───── TEXT EXCERPT

# Surface Integrals and Gauss's Law

• Brennan999
In summary, the two formulas for surface integrals are the same except for the notation used. The surface integral in Gauss's law simplifies to the cross product as a vector, while the surface integral in the equation for integrals looks like it has an extra (rs x rt) in it.f

#### Brennan999

When I learned Integrals in Calc III, the formula looked like this
∫∫ F(r(s,t))⋅(rs x rt)*dA
but in physics for Gauss's law it is
∫∫E⋅nhat dA
How are these the same basic formula? I know that nhat is a unit vector, so it is n/|n|, but in the actual equation, it is a dot between the cross product and E.

The problem is I don't know how they are the same since Gauss' Law wants E dot a magnitude, when a surface integral is F dot the vector cross product? They don't seem to be following the same rules

Let me guess: rs and rt are perpendicular unit vectors within the surface, correct?

Chet

Yeah, I get that you need to cross them to get the perpendicular vector of the surface.

──────────
───── GIVEN DATA

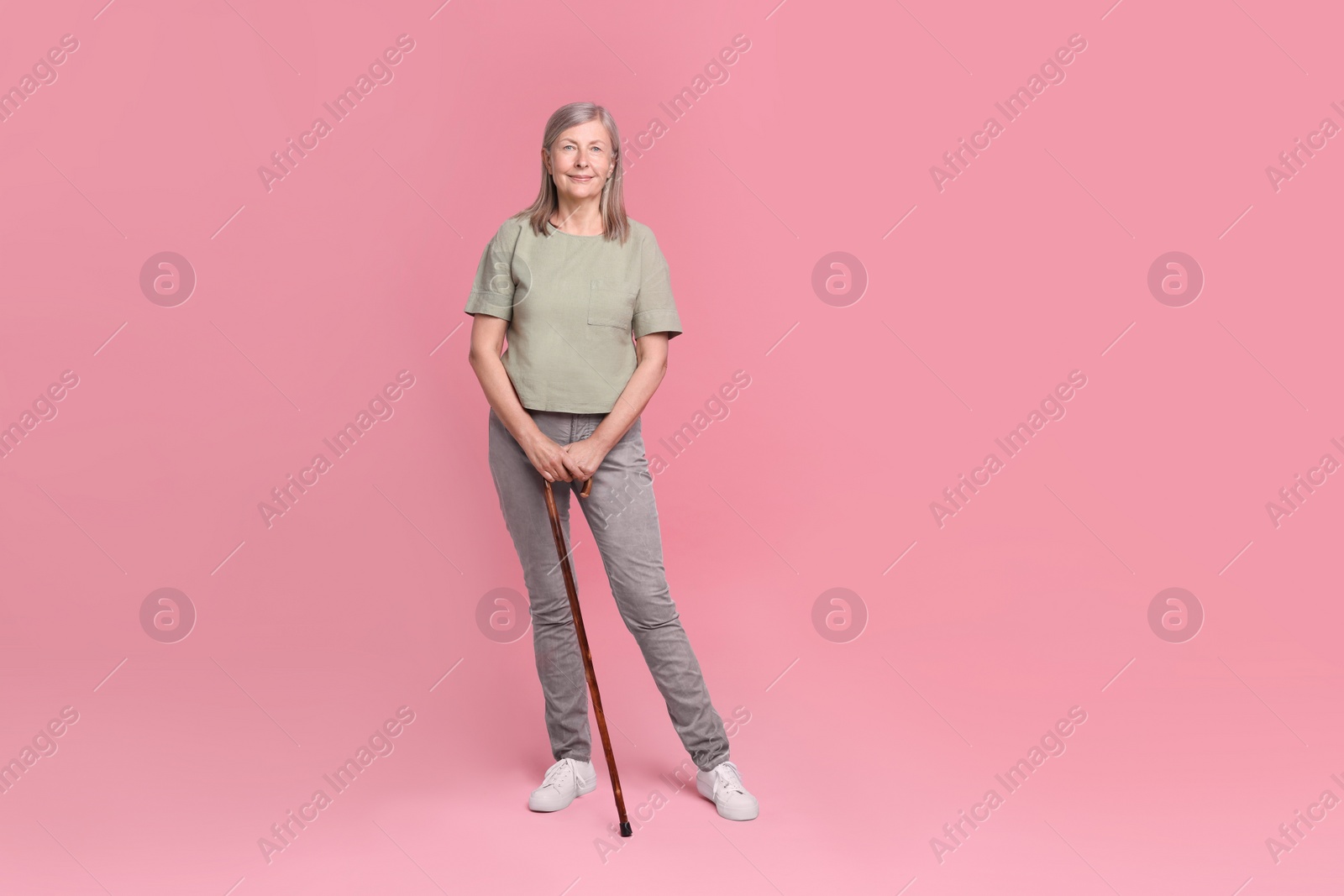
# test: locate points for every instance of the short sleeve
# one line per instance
(492, 289)
(655, 309)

──────────

### JOBS
#1 Reproduce the passage of the Gauss's law thread starting at "#### Brennan999" and ending at "product and E.".
#2 List every sentence in the Gauss's law thread that ends with a question mark.
#3 According to the Gauss's law thread, what is nhat equal to?
The material comes from a separate source.

### TASK ANSWERS
#1
#### Brennan999

When I learned Integrals in Calc III, the formula looked like this
∫∫ F(r(s,t))⋅(rs x rt)*dA
but in physics for Gauss's law it is
∫∫E⋅nhat dA
How are these the same basic formula? I know that nhat is a unit vector, so it is n/|n|, but in the actual equation, it is a dot between the cross product and E.

#2
- How are these the same basic formula?
- The problem is I don't know how they are the same since Gauss' Law wants E dot a magnitude, when a surface integral is F dot the vector cross product?
- Let me guess: rs and rt are perpendicular unit vectors within the surface, correct?

#3 n/|n|